───── INFORMATION ─────

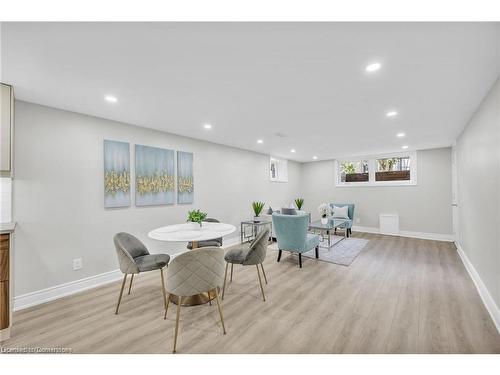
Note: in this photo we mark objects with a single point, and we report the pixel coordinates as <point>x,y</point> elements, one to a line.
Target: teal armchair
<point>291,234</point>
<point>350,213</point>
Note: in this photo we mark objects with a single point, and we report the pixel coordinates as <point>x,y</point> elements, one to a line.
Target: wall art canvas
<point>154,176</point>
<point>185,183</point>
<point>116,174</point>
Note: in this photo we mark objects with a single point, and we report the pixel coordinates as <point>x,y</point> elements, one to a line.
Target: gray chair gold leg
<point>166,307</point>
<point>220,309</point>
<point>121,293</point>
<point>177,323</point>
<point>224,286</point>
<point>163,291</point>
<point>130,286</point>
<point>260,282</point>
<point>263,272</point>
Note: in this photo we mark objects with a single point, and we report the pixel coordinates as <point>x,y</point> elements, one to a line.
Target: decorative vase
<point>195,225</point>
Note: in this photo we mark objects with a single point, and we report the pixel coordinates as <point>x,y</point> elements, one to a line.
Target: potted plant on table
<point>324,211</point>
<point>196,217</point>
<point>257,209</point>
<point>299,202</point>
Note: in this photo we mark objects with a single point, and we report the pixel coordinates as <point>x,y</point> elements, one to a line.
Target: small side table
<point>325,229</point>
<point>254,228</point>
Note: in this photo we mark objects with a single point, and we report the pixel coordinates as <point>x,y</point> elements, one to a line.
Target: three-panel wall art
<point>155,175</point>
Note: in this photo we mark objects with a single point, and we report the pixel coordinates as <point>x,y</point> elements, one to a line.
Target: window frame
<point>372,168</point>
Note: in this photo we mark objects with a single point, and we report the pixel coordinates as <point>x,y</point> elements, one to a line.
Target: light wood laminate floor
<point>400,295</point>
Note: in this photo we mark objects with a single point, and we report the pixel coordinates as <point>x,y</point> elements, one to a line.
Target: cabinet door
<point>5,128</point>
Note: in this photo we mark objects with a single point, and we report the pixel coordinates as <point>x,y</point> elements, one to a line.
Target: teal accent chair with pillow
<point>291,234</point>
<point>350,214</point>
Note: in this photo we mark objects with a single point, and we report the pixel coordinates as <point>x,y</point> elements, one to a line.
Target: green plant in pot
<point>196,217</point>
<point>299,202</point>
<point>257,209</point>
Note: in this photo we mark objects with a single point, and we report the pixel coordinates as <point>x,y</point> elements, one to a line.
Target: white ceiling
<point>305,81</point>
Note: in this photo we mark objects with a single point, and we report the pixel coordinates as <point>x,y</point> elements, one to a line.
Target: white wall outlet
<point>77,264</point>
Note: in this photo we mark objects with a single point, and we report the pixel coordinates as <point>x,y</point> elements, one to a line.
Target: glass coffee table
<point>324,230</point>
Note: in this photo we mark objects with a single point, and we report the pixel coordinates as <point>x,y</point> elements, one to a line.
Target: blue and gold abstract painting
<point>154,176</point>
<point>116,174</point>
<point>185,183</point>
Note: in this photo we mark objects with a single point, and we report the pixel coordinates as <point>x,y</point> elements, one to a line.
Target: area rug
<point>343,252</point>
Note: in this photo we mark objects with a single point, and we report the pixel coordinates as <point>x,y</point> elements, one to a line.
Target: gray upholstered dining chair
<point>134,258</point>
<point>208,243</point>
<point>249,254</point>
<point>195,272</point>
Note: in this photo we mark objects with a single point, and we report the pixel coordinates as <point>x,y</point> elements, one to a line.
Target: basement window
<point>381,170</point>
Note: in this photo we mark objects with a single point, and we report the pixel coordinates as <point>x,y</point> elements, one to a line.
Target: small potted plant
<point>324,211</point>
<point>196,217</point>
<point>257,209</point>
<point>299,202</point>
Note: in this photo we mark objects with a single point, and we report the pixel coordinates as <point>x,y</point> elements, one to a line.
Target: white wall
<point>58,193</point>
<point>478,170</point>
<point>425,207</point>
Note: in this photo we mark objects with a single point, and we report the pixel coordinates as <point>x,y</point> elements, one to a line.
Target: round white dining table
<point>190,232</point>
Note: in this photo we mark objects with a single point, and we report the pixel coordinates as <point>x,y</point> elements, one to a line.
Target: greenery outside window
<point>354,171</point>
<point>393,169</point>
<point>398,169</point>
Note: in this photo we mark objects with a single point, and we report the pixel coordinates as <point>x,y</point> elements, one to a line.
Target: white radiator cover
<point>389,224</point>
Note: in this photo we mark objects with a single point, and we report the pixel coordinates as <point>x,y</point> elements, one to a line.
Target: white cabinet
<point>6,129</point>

─────

*PROBLEM*
Omit the pictures. Transcribe every record exactly.

*ANSWER*
Note: in this photo we mark objects with a single point, and we report the pixel coordinates as <point>x,y</point> elements, one to a line.
Target: teal armchair
<point>291,234</point>
<point>350,213</point>
Note: in this photo we mark objects with a single point, and we report the pixel coordinates as <point>x,y</point> elements, one to a line.
Target: wall art canvas
<point>154,176</point>
<point>185,183</point>
<point>116,174</point>
Note: in this photo we mark objects with a single point, and we report the pixel coordinates as <point>x,y</point> elements, one to a line.
Target: gray chair gold leg
<point>166,307</point>
<point>220,309</point>
<point>121,293</point>
<point>177,323</point>
<point>224,286</point>
<point>163,291</point>
<point>130,286</point>
<point>260,282</point>
<point>263,272</point>
Note: in this photo we mark objects with a single point, and we report the pixel coordinates as <point>x,y</point> elements, one to a line.
Target: decorative vase
<point>195,225</point>
Note: in this photo we mark objects with a single point, and we report the pixel coordinates as <point>x,y</point> elements, one to a line.
Target: potted plant on table
<point>324,211</point>
<point>196,217</point>
<point>257,209</point>
<point>299,202</point>
Note: in this photo we mark objects with a single point, and we report the pixel coordinates as <point>x,y</point> elements, one to a line.
Target: small side table
<point>325,229</point>
<point>254,228</point>
Note: in this photo we mark objects with a single point, and we report the pixel coordinates as <point>x,y</point> elements, one to a line.
Target: three-panel wall art
<point>155,175</point>
Note: in this photo we mark objects with a single point, and we report the pixel coordinates as <point>x,y</point> elements, one to a line.
Target: window frame
<point>372,168</point>
Note: in this photo we mark objects with a single point, and we report the pixel coordinates as <point>x,y</point> elements, one to a line.
Target: light wood laminate floor
<point>400,295</point>
Note: in this photo we mark objects with a single point, and we report the pixel coordinates as <point>x,y</point> elements, one to a line.
Target: cabinet door
<point>5,128</point>
Note: in this photo we mark objects with a single point, and we report the pixel coordinates as <point>x,y</point> elements, one to a line.
Target: teal accent chair with pillow
<point>291,234</point>
<point>350,214</point>
Note: in this photo we mark objects with a single point, and we report the pixel coordinates as <point>x,y</point> elements, one to a line.
Target: green plant in pot
<point>196,217</point>
<point>299,202</point>
<point>257,209</point>
Note: in this photo we mark objects with a single point, and we report the pixel coordinates as <point>x,y</point> elements, one to a line.
Target: white ceiling
<point>305,81</point>
Note: in this photo we mark objects with a single point, and we report the pixel coordinates as <point>x,y</point> elements, one to a line.
Target: white wall outlet
<point>77,264</point>
Note: in this photo we mark objects with a single point, and we report the pixel coordinates as <point>x,y</point> elements, one to a line.
Target: glass coffee table
<point>324,230</point>
Note: in this photo we mark objects with a single point, and we report the pixel coordinates as <point>x,y</point> elements, one to a line.
Target: blue and gold abstract painting
<point>154,176</point>
<point>116,174</point>
<point>185,183</point>
Note: in this photo we mark objects with a single point, and we report the pixel coordinates as <point>x,y</point> elements, one to a line.
Target: area rug
<point>343,252</point>
Note: in this photo we mark objects with a single point, and we report the pixel coordinates as <point>x,y</point> elements, one to a line.
Target: gray upholstered dining chair
<point>134,258</point>
<point>208,243</point>
<point>249,254</point>
<point>195,272</point>
Note: in this photo we mark objects with a single point, and we report the pixel coordinates as <point>x,y</point> elements, one to a line.
Target: basement window
<point>381,170</point>
Note: in this photo we mark objects with a single point, and we report the pixel coordinates as <point>x,y</point> elements, one to a line.
Target: small potted plant
<point>324,211</point>
<point>196,217</point>
<point>257,209</point>
<point>299,202</point>
Note: in this photo we mark objects with a single point, and we report the pixel coordinates as <point>x,y</point> elements, one to a line.
Target: white wall
<point>58,193</point>
<point>478,170</point>
<point>425,207</point>
Note: in this photo we mark objects with a single point, and we report the pixel coordinates as <point>x,y</point> elements, one to a line.
Target: round white dining table
<point>190,232</point>
Note: in this photo we mark objects with a single point, and we report the pixel coordinates as <point>x,y</point> elements, one to a line.
Target: greenery outside window
<point>354,171</point>
<point>393,169</point>
<point>398,169</point>
Note: in this photo we mark objects with a single point, and we report the pixel coordinates as <point>x,y</point> elements, one to a line.
Target: white radiator cover
<point>389,224</point>
Note: in this photo we mark objects with a single point, and we report the pixel coordinates as <point>x,y</point> elements, one to a line.
Target: white cabinet
<point>6,129</point>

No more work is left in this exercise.